> _WHAT YOU HAVE TO DO_:
Which lines in the records below contain the word "wall"? List every such line, copied in full.

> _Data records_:
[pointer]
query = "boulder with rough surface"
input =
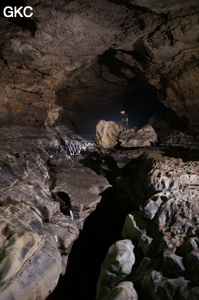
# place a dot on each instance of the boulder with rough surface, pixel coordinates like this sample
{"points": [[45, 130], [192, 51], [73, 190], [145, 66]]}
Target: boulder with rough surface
{"points": [[106, 134], [137, 137]]}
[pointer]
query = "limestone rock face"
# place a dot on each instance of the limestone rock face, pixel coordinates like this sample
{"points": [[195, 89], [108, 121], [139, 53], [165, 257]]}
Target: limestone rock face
{"points": [[37, 230], [73, 60], [107, 134], [138, 137], [163, 223], [83, 187], [116, 266]]}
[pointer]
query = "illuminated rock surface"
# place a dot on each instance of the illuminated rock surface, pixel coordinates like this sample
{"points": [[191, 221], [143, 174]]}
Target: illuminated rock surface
{"points": [[74, 63]]}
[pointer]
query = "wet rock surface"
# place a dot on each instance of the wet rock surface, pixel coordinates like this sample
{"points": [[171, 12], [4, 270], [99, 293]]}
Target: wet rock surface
{"points": [[110, 135], [164, 228], [38, 229], [138, 137], [144, 201]]}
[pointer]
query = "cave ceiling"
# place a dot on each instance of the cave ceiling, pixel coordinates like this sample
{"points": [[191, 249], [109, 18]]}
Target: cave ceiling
{"points": [[72, 61]]}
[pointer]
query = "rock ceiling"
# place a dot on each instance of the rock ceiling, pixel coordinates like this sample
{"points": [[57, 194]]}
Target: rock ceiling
{"points": [[73, 60]]}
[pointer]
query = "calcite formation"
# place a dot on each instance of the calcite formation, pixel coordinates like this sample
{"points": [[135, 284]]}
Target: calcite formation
{"points": [[163, 228]]}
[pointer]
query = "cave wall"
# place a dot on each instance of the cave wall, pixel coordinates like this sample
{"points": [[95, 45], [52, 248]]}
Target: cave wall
{"points": [[74, 59]]}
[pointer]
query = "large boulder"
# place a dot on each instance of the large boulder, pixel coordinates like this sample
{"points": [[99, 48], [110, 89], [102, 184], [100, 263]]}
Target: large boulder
{"points": [[106, 134], [137, 137], [116, 266]]}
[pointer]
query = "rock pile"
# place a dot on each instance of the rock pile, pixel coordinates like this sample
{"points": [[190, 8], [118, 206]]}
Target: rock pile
{"points": [[36, 231], [110, 134], [164, 230]]}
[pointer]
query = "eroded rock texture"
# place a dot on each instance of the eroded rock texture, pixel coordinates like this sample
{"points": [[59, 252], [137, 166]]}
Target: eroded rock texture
{"points": [[45, 199], [163, 225], [74, 59]]}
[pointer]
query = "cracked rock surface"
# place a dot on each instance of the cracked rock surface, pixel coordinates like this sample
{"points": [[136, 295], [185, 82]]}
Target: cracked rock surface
{"points": [[36, 233]]}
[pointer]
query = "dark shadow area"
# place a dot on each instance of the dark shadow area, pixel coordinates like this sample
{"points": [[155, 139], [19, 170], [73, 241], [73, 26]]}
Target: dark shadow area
{"points": [[64, 200], [141, 105], [25, 23], [104, 226], [180, 152]]}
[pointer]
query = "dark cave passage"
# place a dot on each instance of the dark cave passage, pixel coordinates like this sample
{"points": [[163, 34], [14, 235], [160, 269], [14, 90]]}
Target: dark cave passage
{"points": [[104, 226]]}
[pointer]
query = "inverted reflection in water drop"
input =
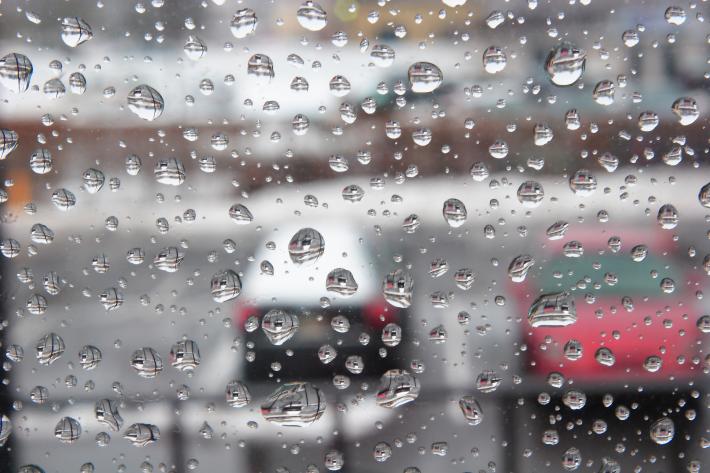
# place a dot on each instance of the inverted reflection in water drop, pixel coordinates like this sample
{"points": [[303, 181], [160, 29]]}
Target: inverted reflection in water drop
{"points": [[145, 102], [397, 387], [296, 404], [16, 72], [75, 31]]}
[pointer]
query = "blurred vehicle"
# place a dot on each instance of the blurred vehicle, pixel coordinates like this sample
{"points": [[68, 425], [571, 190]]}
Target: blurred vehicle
{"points": [[343, 325], [633, 300], [634, 350]]}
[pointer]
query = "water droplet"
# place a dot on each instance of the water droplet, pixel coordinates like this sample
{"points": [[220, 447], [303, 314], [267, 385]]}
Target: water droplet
{"points": [[311, 16], [575, 400], [169, 259], [571, 459], [675, 15], [552, 310], [49, 348], [397, 387], [583, 183], [630, 38], [573, 350], [530, 194], [5, 429], [494, 60], [279, 326], [495, 19], [603, 92], [306, 246], [382, 55], [240, 214], [471, 410], [75, 31], [8, 142], [77, 83], [237, 394], [652, 363], [16, 72], [63, 199], [225, 286], [605, 357], [147, 362], [342, 282], [195, 48], [106, 412], [326, 354], [339, 86], [499, 149], [608, 161], [334, 460], [67, 430], [41, 234], [297, 404], [185, 355], [424, 77], [382, 452], [454, 212], [519, 267], [397, 288], [686, 109], [93, 180], [565, 64], [145, 102], [391, 335], [668, 217], [169, 171], [140, 434], [244, 23], [353, 193], [488, 381]]}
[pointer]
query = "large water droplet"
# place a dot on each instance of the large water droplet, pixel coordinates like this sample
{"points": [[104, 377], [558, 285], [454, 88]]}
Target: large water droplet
{"points": [[16, 72], [297, 404]]}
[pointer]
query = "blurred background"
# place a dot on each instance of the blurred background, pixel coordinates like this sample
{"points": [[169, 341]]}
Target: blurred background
{"points": [[368, 165]]}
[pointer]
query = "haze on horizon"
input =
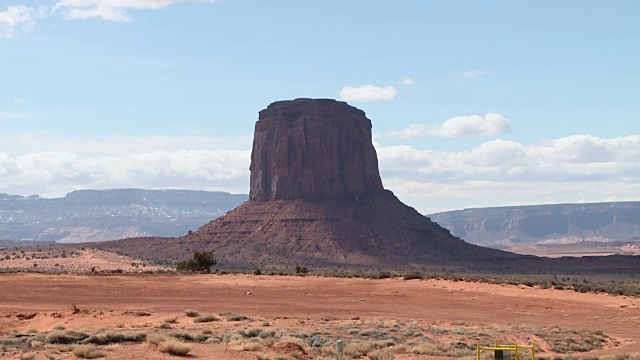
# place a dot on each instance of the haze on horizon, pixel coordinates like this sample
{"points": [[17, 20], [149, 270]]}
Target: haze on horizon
{"points": [[473, 104]]}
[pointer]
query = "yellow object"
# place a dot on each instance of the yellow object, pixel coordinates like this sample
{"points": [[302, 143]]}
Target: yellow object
{"points": [[514, 348]]}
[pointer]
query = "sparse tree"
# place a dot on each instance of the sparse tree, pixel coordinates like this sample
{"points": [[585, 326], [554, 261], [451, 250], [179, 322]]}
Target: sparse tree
{"points": [[202, 261]]}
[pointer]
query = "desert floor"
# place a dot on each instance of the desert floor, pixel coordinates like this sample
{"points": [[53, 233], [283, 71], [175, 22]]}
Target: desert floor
{"points": [[440, 310]]}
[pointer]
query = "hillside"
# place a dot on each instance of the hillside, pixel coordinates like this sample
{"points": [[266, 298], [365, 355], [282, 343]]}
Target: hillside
{"points": [[99, 215], [561, 224]]}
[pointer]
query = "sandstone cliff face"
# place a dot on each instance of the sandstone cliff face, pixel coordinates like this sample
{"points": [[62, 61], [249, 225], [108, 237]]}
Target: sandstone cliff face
{"points": [[313, 149]]}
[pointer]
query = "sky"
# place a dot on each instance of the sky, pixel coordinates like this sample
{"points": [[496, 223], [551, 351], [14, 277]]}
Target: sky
{"points": [[473, 103]]}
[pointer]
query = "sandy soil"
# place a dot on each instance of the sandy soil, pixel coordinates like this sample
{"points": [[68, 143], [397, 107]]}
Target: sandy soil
{"points": [[142, 302]]}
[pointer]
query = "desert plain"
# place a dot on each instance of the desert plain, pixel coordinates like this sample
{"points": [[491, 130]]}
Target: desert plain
{"points": [[246, 316]]}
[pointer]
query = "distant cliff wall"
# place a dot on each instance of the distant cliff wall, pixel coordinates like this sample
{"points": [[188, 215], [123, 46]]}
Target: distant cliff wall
{"points": [[545, 224]]}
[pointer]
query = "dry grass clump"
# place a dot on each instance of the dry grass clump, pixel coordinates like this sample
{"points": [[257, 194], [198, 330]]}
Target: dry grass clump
{"points": [[451, 349], [205, 318], [174, 346], [66, 337], [358, 349], [87, 351], [111, 337], [171, 320], [191, 313], [157, 338], [168, 344], [267, 356], [236, 317]]}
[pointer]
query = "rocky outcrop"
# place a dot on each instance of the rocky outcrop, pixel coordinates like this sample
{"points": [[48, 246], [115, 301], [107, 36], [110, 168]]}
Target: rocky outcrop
{"points": [[101, 215], [317, 199], [544, 224], [313, 149]]}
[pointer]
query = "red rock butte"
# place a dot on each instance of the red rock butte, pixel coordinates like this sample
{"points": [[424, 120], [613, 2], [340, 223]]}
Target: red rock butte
{"points": [[317, 199], [313, 149]]}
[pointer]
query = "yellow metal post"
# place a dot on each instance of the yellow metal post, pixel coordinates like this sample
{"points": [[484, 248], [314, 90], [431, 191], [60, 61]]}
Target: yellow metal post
{"points": [[533, 350]]}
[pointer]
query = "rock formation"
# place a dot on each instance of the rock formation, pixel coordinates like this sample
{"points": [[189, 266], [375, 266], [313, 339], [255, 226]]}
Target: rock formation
{"points": [[313, 149], [317, 199]]}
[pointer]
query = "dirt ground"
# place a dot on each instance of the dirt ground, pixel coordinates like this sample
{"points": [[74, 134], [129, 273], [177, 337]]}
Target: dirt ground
{"points": [[37, 303]]}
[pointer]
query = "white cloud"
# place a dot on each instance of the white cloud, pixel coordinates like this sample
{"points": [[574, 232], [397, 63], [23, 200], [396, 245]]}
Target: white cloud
{"points": [[474, 73], [501, 172], [367, 93], [13, 115], [111, 10], [54, 164], [16, 20], [470, 125], [407, 81], [53, 173], [495, 173]]}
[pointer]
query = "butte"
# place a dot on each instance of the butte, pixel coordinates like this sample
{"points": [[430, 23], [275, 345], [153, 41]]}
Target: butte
{"points": [[317, 199]]}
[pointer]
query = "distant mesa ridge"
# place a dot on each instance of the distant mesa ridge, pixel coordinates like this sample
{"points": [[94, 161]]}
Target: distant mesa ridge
{"points": [[316, 198]]}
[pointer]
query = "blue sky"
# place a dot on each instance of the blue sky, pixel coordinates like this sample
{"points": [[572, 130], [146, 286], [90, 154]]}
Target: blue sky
{"points": [[473, 103]]}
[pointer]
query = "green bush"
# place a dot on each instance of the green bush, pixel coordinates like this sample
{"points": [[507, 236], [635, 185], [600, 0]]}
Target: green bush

> _FINAL RESULT_:
query = "cave wall"
# place a dot on each instance of the cave wall, pixel coordinates like this sample
Target: cave wall
query = "distant cliff wall"
# place a dot on each instance of the distant cliff wall, pixel coordinates like this sample
Target: distant cliff wall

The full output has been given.